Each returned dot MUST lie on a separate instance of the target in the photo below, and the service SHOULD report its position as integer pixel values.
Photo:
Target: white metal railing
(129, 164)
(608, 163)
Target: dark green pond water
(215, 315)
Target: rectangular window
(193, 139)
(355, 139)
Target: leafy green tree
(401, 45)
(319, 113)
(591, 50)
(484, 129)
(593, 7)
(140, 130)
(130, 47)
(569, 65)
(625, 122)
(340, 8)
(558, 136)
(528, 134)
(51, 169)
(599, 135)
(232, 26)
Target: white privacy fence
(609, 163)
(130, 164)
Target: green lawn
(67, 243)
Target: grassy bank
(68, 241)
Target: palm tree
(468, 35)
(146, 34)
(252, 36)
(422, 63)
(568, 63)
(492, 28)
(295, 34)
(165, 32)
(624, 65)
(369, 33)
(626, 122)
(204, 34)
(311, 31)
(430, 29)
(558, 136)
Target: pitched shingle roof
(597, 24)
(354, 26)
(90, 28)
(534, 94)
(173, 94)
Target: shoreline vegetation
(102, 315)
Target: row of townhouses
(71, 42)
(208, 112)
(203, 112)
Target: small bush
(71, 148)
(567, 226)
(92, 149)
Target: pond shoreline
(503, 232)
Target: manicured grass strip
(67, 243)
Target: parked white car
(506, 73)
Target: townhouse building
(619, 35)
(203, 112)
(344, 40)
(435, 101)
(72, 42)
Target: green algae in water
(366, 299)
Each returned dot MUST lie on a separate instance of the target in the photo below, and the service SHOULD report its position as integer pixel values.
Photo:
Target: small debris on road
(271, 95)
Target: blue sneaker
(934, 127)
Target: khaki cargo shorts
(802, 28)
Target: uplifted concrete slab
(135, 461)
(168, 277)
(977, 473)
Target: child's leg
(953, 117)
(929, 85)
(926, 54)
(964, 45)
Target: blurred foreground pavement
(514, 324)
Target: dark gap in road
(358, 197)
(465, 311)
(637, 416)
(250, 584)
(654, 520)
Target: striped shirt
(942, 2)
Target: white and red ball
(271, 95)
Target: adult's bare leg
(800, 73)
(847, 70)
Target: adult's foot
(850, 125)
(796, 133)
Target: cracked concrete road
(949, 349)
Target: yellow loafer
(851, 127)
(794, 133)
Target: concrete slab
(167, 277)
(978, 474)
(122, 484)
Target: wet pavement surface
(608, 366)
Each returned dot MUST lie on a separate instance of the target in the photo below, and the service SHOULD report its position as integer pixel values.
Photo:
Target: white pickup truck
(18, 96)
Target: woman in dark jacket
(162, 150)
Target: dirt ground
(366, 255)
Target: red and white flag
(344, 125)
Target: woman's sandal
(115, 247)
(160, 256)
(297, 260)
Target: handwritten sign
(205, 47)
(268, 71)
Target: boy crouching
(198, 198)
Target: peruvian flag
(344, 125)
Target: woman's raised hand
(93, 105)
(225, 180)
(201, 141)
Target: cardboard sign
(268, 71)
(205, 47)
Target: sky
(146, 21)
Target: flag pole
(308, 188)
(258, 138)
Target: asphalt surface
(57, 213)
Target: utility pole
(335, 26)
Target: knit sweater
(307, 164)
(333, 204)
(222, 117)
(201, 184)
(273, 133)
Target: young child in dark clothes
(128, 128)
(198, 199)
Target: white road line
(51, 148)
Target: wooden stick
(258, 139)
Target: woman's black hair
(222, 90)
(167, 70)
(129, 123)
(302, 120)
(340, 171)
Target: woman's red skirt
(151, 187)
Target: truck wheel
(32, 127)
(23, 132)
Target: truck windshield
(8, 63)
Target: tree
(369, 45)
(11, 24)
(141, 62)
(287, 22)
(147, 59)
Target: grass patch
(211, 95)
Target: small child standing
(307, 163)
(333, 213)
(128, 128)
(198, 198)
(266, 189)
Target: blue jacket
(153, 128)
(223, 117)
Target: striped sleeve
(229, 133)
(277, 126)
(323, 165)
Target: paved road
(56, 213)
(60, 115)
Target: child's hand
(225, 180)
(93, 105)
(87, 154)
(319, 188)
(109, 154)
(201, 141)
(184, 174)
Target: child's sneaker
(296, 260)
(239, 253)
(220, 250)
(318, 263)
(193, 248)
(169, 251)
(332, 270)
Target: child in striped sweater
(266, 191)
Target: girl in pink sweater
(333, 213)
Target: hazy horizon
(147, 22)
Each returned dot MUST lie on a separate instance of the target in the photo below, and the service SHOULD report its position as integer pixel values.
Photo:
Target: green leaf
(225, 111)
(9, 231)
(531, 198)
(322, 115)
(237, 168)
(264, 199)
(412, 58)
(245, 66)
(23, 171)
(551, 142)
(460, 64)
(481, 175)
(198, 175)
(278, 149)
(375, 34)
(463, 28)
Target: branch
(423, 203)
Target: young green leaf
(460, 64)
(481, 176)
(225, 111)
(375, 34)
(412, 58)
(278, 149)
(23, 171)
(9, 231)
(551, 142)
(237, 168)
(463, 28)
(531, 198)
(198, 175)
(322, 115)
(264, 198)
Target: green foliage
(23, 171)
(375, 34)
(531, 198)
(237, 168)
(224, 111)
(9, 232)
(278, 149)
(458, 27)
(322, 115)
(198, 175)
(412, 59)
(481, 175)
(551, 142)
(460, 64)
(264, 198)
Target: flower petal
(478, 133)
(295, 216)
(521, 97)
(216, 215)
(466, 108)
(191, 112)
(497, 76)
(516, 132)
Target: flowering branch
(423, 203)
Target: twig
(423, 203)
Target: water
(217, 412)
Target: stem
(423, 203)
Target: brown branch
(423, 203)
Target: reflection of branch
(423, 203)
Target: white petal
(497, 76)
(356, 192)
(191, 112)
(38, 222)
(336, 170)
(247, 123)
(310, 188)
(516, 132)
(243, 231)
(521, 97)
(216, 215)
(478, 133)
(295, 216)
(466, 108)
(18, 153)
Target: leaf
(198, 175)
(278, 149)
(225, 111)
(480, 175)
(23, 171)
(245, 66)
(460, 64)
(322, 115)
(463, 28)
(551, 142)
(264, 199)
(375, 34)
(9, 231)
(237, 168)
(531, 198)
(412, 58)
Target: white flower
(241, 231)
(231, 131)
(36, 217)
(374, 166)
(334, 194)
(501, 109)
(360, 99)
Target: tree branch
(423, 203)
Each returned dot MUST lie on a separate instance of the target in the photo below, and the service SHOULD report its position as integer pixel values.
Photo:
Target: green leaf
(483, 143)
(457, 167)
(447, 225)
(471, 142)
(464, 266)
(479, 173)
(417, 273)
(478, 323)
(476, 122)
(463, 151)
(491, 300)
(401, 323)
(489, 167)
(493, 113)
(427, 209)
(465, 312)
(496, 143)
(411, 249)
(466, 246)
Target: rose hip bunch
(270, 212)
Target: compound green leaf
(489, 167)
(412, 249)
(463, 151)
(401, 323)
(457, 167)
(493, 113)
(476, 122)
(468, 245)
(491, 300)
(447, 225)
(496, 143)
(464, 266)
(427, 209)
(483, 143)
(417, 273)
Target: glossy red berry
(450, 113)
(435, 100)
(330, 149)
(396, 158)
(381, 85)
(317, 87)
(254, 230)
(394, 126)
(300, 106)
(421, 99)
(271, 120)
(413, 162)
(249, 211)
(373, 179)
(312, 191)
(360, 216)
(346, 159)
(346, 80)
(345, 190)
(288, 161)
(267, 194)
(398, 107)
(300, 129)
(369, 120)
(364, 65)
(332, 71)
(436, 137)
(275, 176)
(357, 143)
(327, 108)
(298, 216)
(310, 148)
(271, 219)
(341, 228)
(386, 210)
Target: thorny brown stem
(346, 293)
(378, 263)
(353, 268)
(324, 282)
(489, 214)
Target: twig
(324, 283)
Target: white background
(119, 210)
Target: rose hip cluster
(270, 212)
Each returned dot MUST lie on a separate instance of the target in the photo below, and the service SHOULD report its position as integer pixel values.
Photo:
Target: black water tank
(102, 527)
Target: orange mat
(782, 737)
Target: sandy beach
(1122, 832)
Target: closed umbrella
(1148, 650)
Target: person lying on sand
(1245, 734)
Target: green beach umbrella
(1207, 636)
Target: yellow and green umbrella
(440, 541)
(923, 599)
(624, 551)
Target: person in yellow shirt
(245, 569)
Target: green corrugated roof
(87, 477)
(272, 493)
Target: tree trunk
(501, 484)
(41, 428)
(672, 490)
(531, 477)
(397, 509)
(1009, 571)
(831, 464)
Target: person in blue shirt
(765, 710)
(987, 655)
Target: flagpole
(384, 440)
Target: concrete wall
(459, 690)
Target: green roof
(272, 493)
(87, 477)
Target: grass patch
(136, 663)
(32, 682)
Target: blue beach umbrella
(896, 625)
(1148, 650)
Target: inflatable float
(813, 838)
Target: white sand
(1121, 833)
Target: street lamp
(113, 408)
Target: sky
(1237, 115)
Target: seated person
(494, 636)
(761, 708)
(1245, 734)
————————
What needs to be done — Starting with the line that contains "Target: green corrugated roof", reproduce the data verbatim and stop after its final line.

Response to this task —
Target: green corrugated roof
(87, 477)
(272, 493)
Target: tree trunk
(501, 484)
(41, 428)
(672, 490)
(531, 477)
(397, 509)
(1009, 571)
(831, 464)
Target: person in blue shirt
(765, 710)
(987, 655)
Target: flagpole
(384, 440)
Target: concrete wall
(459, 690)
Target: green roof
(272, 493)
(87, 477)
Target: grass patch
(136, 663)
(32, 682)
Target: blue beach umbrella
(896, 625)
(1148, 650)
Target: inflatable float
(813, 838)
Target: white sand
(1121, 833)
Target: street lamp
(113, 408)
Target: sky
(1237, 115)
Target: seated person
(494, 636)
(761, 708)
(1245, 734)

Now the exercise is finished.